> _Exercise instructions_
Your output should be everything below from the line containing "Target: gray shingle roof" down to the line containing "Q: Mark a point on every instance of the house", both ends included, copied exactly, with pictures left out.

════════

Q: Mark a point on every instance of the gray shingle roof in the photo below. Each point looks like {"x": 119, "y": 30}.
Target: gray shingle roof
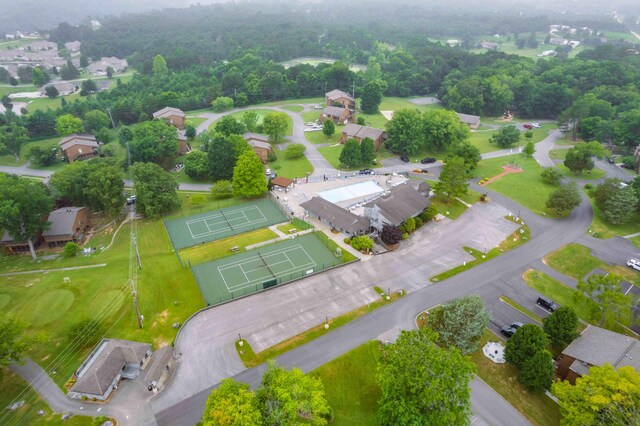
{"x": 402, "y": 202}
{"x": 336, "y": 215}
{"x": 597, "y": 346}
{"x": 62, "y": 221}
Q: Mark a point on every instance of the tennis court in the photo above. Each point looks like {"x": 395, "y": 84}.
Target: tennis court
{"x": 222, "y": 223}
{"x": 257, "y": 269}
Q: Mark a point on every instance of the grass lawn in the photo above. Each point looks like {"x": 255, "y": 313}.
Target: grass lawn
{"x": 261, "y": 113}
{"x": 222, "y": 248}
{"x": 526, "y": 188}
{"x": 537, "y": 408}
{"x": 351, "y": 387}
{"x": 600, "y": 228}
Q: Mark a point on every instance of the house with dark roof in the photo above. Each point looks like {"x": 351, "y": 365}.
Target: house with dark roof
{"x": 173, "y": 116}
{"x": 260, "y": 144}
{"x": 359, "y": 133}
{"x": 396, "y": 206}
{"x": 335, "y": 216}
{"x": 473, "y": 121}
{"x": 596, "y": 347}
{"x": 338, "y": 115}
{"x": 339, "y": 98}
{"x": 79, "y": 147}
{"x": 67, "y": 224}
{"x": 111, "y": 361}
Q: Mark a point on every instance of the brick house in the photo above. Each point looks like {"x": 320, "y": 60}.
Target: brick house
{"x": 596, "y": 347}
{"x": 173, "y": 116}
{"x": 358, "y": 132}
{"x": 338, "y": 97}
{"x": 79, "y": 147}
{"x": 67, "y": 224}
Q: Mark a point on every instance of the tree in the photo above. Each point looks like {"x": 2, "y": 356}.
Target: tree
{"x": 155, "y": 190}
{"x": 537, "y": 372}
{"x": 67, "y": 124}
{"x": 362, "y": 243}
{"x": 453, "y": 180}
{"x": 350, "y": 155}
{"x": 95, "y": 120}
{"x": 24, "y": 205}
{"x": 564, "y": 199}
{"x": 232, "y": 404}
{"x": 51, "y": 91}
{"x": 222, "y": 103}
{"x": 294, "y": 151}
{"x": 551, "y": 176}
{"x": 391, "y": 234}
{"x": 222, "y": 189}
{"x": 404, "y": 132}
{"x": 159, "y": 65}
{"x": 605, "y": 393}
{"x": 422, "y": 383}
{"x": 371, "y": 96}
{"x": 14, "y": 343}
{"x": 561, "y": 326}
{"x": 612, "y": 306}
{"x": 460, "y": 323}
{"x": 442, "y": 129}
{"x": 507, "y": 136}
{"x": 275, "y": 125}
{"x": 154, "y": 141}
{"x": 248, "y": 176}
{"x": 195, "y": 165}
{"x": 525, "y": 343}
{"x": 328, "y": 127}
{"x": 288, "y": 396}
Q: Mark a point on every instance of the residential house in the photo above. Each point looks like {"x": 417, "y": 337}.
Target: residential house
{"x": 338, "y": 97}
{"x": 79, "y": 147}
{"x": 397, "y": 205}
{"x": 358, "y": 132}
{"x": 173, "y": 116}
{"x": 67, "y": 224}
{"x": 335, "y": 216}
{"x": 473, "y": 121}
{"x": 111, "y": 361}
{"x": 596, "y": 347}
{"x": 339, "y": 115}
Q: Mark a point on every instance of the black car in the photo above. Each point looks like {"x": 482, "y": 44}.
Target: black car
{"x": 510, "y": 330}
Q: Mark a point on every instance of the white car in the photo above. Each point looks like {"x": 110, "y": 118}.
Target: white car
{"x": 634, "y": 263}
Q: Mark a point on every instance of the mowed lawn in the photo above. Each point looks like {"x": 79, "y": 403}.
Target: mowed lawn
{"x": 351, "y": 387}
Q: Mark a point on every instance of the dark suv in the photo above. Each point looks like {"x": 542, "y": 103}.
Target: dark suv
{"x": 510, "y": 330}
{"x": 547, "y": 304}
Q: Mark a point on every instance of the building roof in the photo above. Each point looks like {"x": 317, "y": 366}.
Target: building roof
{"x": 105, "y": 363}
{"x": 597, "y": 346}
{"x": 402, "y": 202}
{"x": 167, "y": 112}
{"x": 282, "y": 181}
{"x": 337, "y": 94}
{"x": 336, "y": 215}
{"x": 78, "y": 139}
{"x": 357, "y": 131}
{"x": 469, "y": 119}
{"x": 62, "y": 221}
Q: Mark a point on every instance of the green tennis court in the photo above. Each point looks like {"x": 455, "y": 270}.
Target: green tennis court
{"x": 222, "y": 223}
{"x": 235, "y": 276}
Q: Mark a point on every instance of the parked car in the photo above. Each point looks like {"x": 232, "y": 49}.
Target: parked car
{"x": 510, "y": 330}
{"x": 547, "y": 304}
{"x": 634, "y": 263}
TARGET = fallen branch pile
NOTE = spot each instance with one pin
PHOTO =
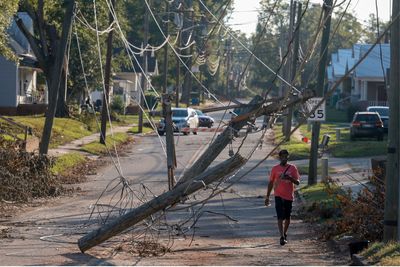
(25, 175)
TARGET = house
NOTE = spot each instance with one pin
(365, 86)
(21, 94)
(127, 82)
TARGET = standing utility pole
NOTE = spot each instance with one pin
(292, 59)
(178, 59)
(228, 47)
(107, 74)
(312, 168)
(187, 83)
(390, 223)
(167, 100)
(144, 67)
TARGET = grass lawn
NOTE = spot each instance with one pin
(303, 170)
(64, 130)
(345, 148)
(65, 162)
(383, 254)
(99, 149)
(320, 193)
(296, 148)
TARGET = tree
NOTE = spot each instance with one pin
(49, 46)
(8, 9)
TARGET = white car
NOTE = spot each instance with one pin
(383, 111)
(184, 120)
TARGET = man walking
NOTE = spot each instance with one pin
(282, 179)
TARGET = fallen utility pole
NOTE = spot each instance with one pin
(161, 202)
(196, 177)
(244, 116)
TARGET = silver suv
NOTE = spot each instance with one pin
(366, 124)
(184, 120)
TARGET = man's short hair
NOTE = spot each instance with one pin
(283, 152)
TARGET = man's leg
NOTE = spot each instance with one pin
(288, 211)
(280, 227)
(286, 226)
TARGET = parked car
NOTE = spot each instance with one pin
(383, 112)
(182, 119)
(204, 120)
(366, 124)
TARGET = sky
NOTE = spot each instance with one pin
(244, 17)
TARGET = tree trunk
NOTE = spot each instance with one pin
(53, 79)
(159, 203)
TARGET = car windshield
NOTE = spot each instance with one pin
(179, 113)
(199, 112)
(381, 111)
(366, 117)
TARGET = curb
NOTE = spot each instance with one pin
(359, 260)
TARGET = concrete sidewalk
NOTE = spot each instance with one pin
(75, 145)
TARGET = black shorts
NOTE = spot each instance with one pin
(283, 208)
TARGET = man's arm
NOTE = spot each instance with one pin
(293, 180)
(270, 186)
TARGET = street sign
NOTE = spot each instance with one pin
(320, 113)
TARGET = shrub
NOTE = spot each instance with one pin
(117, 104)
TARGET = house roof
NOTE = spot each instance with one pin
(370, 67)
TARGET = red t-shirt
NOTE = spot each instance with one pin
(284, 188)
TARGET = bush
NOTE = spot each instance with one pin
(117, 104)
(89, 120)
(25, 176)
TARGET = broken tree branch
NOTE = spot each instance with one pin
(161, 202)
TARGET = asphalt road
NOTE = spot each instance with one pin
(233, 228)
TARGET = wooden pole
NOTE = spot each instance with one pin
(107, 75)
(312, 168)
(159, 203)
(390, 222)
(144, 67)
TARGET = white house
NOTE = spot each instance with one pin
(127, 82)
(366, 83)
(19, 88)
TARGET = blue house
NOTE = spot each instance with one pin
(19, 87)
(365, 85)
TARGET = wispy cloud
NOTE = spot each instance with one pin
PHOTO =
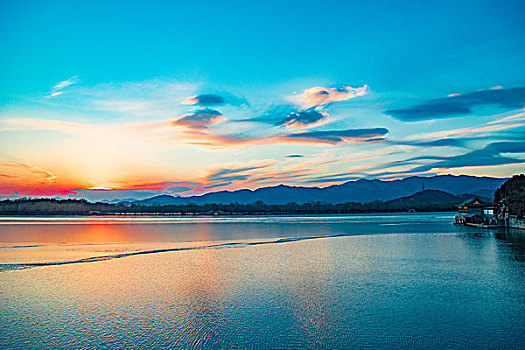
(205, 100)
(318, 95)
(307, 118)
(200, 119)
(59, 87)
(458, 105)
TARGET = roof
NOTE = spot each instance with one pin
(475, 202)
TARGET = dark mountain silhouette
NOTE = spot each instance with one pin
(362, 191)
(433, 197)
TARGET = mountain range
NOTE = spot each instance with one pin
(362, 191)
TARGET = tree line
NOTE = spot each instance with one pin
(26, 206)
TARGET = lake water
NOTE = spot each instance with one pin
(382, 281)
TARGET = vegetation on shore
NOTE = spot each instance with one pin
(424, 201)
(511, 195)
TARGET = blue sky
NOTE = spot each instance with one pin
(117, 76)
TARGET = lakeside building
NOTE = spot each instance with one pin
(475, 212)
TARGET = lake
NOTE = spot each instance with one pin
(376, 281)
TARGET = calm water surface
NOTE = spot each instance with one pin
(360, 281)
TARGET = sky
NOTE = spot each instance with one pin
(114, 100)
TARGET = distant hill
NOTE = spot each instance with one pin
(362, 191)
(431, 198)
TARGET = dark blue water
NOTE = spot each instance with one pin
(363, 281)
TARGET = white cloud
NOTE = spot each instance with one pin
(322, 96)
(57, 90)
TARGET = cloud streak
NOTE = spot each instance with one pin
(200, 119)
(460, 105)
(58, 88)
(320, 96)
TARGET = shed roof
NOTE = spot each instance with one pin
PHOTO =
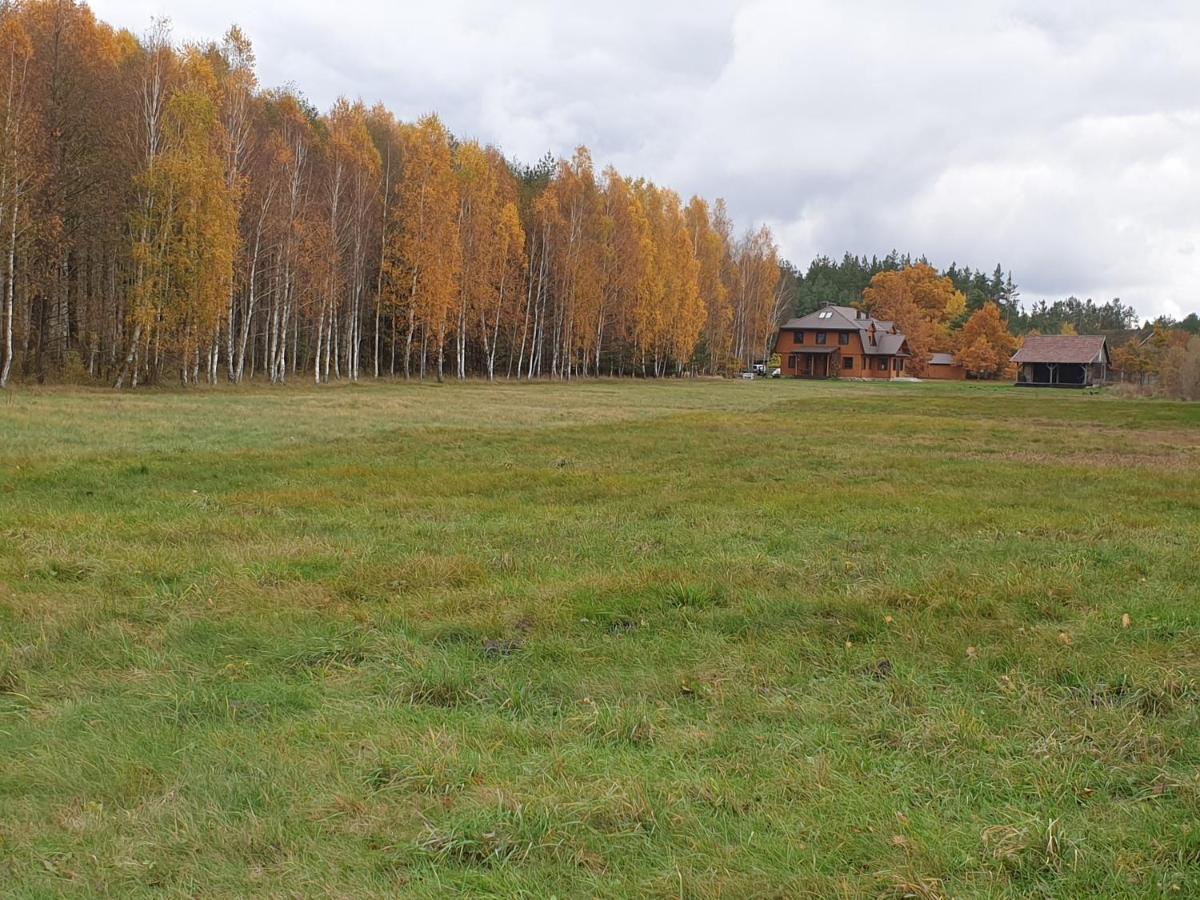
(1063, 348)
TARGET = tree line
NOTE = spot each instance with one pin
(845, 281)
(165, 217)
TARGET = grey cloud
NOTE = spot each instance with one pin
(1060, 139)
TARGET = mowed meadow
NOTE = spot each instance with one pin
(681, 639)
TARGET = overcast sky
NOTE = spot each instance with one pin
(1061, 139)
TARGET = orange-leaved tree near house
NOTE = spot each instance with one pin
(187, 234)
(713, 251)
(922, 304)
(757, 298)
(424, 256)
(984, 343)
(16, 51)
(492, 243)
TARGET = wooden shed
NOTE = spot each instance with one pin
(1062, 361)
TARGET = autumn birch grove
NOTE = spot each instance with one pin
(166, 219)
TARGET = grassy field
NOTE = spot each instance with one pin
(610, 639)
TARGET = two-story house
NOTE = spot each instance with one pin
(841, 342)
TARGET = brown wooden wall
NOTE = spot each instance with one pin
(853, 349)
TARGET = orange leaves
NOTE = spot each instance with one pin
(427, 244)
(921, 303)
(985, 345)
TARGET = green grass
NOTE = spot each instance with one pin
(599, 640)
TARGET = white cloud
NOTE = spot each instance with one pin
(1061, 139)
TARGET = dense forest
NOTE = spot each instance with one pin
(163, 217)
(844, 282)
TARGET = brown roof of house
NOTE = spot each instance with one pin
(844, 318)
(887, 346)
(1063, 348)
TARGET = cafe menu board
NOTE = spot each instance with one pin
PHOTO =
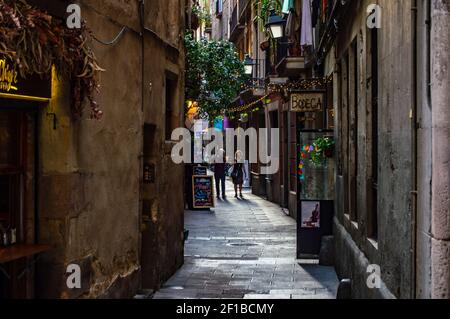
(200, 170)
(203, 196)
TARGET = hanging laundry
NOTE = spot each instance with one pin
(290, 25)
(324, 10)
(287, 6)
(315, 12)
(306, 37)
(330, 7)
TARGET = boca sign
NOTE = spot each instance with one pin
(307, 101)
(13, 86)
(8, 77)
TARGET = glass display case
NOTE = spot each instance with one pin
(316, 185)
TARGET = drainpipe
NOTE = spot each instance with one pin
(440, 197)
(414, 90)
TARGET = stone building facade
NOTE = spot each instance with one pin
(390, 101)
(87, 197)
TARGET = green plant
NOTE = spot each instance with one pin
(264, 7)
(35, 42)
(214, 75)
(319, 151)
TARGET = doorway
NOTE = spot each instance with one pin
(17, 157)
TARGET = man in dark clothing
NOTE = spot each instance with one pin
(219, 173)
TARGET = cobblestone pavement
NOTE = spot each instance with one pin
(245, 249)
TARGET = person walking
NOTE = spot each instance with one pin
(219, 173)
(238, 174)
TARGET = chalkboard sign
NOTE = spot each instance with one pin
(203, 196)
(200, 171)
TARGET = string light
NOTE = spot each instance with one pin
(245, 107)
(303, 84)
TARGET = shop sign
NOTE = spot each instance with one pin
(307, 101)
(12, 85)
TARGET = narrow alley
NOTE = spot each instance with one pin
(245, 249)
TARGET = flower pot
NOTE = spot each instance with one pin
(195, 22)
(265, 45)
(295, 52)
(329, 152)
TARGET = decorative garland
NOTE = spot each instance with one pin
(246, 106)
(303, 84)
(35, 41)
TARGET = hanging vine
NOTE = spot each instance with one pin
(35, 41)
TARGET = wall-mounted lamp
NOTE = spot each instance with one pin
(248, 65)
(275, 25)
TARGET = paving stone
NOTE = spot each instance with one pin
(246, 249)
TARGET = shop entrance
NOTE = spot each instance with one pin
(13, 167)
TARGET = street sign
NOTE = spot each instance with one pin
(12, 85)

════════

> _Output of the task_
Target: gray shingle roof
{"x": 402, "y": 202}
{"x": 336, "y": 215}
{"x": 597, "y": 346}
{"x": 62, "y": 221}
Q: Mark a point on every instance of the tennis court in the photo above. Each point looks like {"x": 395, "y": 84}.
Target: tennis court
{"x": 222, "y": 223}
{"x": 257, "y": 269}
Q: Mark a point on every instance of the grass lawn in the photo above. Each point looks like {"x": 255, "y": 313}.
Target: grass lawn
{"x": 261, "y": 113}
{"x": 222, "y": 248}
{"x": 526, "y": 188}
{"x": 537, "y": 408}
{"x": 351, "y": 387}
{"x": 600, "y": 228}
Q: Mark a point on every instance of the house with dark roof in the photo above. Each point looks like {"x": 351, "y": 365}.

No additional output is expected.